═══ Source records

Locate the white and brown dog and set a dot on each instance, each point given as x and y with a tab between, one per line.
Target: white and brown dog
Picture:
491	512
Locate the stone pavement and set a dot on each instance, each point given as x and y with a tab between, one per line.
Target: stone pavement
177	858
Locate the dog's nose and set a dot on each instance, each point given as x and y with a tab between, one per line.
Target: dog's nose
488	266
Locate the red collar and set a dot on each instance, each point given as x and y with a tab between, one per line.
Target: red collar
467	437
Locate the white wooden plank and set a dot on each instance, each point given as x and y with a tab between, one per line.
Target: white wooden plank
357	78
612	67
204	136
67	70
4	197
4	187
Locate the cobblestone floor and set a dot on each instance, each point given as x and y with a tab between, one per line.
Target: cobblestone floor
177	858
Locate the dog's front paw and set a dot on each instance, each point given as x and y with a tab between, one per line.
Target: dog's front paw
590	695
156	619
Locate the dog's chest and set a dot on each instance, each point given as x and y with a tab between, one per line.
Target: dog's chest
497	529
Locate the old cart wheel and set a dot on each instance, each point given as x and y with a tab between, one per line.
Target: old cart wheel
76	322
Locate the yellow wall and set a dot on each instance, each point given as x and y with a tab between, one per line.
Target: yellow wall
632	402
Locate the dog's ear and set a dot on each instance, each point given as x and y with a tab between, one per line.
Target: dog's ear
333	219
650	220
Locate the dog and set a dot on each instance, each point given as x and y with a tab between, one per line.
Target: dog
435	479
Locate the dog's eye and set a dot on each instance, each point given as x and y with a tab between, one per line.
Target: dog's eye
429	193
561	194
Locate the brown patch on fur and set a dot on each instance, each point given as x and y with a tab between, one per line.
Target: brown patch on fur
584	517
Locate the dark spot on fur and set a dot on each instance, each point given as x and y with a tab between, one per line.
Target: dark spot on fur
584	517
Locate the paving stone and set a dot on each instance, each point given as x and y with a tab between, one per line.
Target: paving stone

══════

- **Your objective**: Give the material above again, word for word.

- **Full output**:
Locate the white and brown dog and set a dot on each instance, each point given as x and y with a tab between, one per line.
Target: white and brown dog
Picture:
491	512
Locate the stone pavement and set a dot on each instance, each point given as x and y with a tab between, one per line.
Target: stone pavement
177	858
Locate the dog's nose and set a dot on each instance, each point given as x and y with a tab between, one per line.
Target: dog's nose
488	266
Locate the red collar and set a dot on each instance, each point given as x and y with a tab between, one per line.
Target: red collar
467	437
Locate the white wooden plank and set a dot on each instance, each point given as x and y with a tab between, one per line.
Target: white wooden plank
357	78
612	67
204	136
67	70
4	197
4	187
Locate the cobblestone floor and set a dot on each instance, each point given as x and y with a tab between, one per line.
Target: cobblestone floor
177	858
Locate the dog's front paw and set a dot on each instance, each point given as x and y with a tab between, one per line.
Target: dog's front paw
590	695
156	619
Locate the dog's chest and set a dot on each instance, each point given as x and y with a tab between, one per line.
Target: dog's chest
497	529
Locate the old cart wheel and set a dot on each instance, each point given as x and y with a tab between, one per line.
Target: old cart wheel
76	322
Locate the yellow wall and set a dot on each instance, each point given as x and y with a tab between, one per line.
Target: yellow wall
632	402
Locate the dog's ear and set a dot on each instance, each point given as x and y with a tab between, one per line.
Target: dog's ear
333	219
650	220
Locate the dog and set a dot on each instance, each point given as x and y with a tab between, one per line.
Target: dog
435	479
Locate the dog's eye and set a dot on each instance, each point given as x and y with a tab between, one per line.
Target: dog's eye
429	193
561	194
Locate the brown patch on fur and set a dot on each instance, each point given as x and y with a tab between, one per line.
Target: brown patch on fur
584	517
Locate the dark spot on fur and set a dot on each instance, each point given as x and y with a tab between, one per line.
Target: dark spot on fur
584	517
Locate the paving stone and set a dot on each instance, each point given as x and y with a tab between, one per line.
Target: paving stone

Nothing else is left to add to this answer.